▸ TASK DESCRIPTION: In the text on Andrew Cuomo and his father, who defeated Mario Cuomo when he sought a fourth term as governor?

▸ DOCUMENT:
*****
Will besieged Gov. Andrew Cuomo like his dad before him be the second Hamlet on the Hudson?  

New York City Mayor Bill de Blasio called for Gov. Andrew Cuomo to resign, following a report of the sixth woman accusing the governor of sexual misconduct.  

Would now the governor look at a picture of his dad and say alas poor Yorick “Me Too” got me.

Mayor de Blasio said that the latest accusation is too much and Cuomo must go.

Joining him are a blizzard of New York lawmakers calling for Gov. Cuomo to either resign or be impeached

Ironically, the Governor’s dad was widely considered a potential front-runner for the Democratic nomination for president in both 1988 and 1992, though he declined to seek the nomination both times. 

His legacy as a reluctant standard-bearer for the Democrats in presidential elections led to his being dubbed “Hamlet on the Hudson.” 

Mario was defeated for a fourth term as governor by George Pataki in what was then the Republican Revolution of 1994.

Reporters at the time equated Mario Cuomo’s agonizing over whether to seek the presidency with a Shakespearian drama, all the way to dubbing him “Hamlet on the Hudson” for his “to be or not to be” president brooding.

It was carried to an extreme in late 1991 when Cuomo dragged out the suspense for nearly three months before waiting until 90 minutes before the filing deadline in New Hampshire before taking himself out of the competition.

And in 2019, his son might have been looking at a revival of that same play as the rumor was that he was mulling over a 2020 run to bump off  President Trump and take a shot at becoming the third sitting New York governor (and seventh incumbent governor overall) to relocate to the White House. The other two from the Empire State were Franklin Roosevelt and Grover Cleveland.

But the current New York governor apparently was unwilling to endure “the slings and arrows of outrageous fortune” in a growing field that presented “a sea of troubles” for an establishment figure (Cuomo is not only a third-term governor, but a former HUD Secretary during the Clinton Administration and, for 15 years, a Kennedy son-in-law– getting married, no less, in the same church that was the site of JFK’s funeral mass).

Now the governor is strutting and fretting perhaps his final hour on the stage as his majesty the governor of New York.  

Now he is facing renewed calls for him to resign over allegations of sexual indiscretions or misconduct, which he seems to feel are mere friendly, warm-hearted manifestations of a loving Italian nature. 

But the feeling is hardly ubiquitous as the curtain for Act III opens.
*****
▸ DATA SHOWN:
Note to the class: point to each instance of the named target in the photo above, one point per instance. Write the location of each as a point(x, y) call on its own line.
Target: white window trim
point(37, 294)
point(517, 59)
*****
▸ RESPONSE TO THE TASK: George Pataki, in 1994.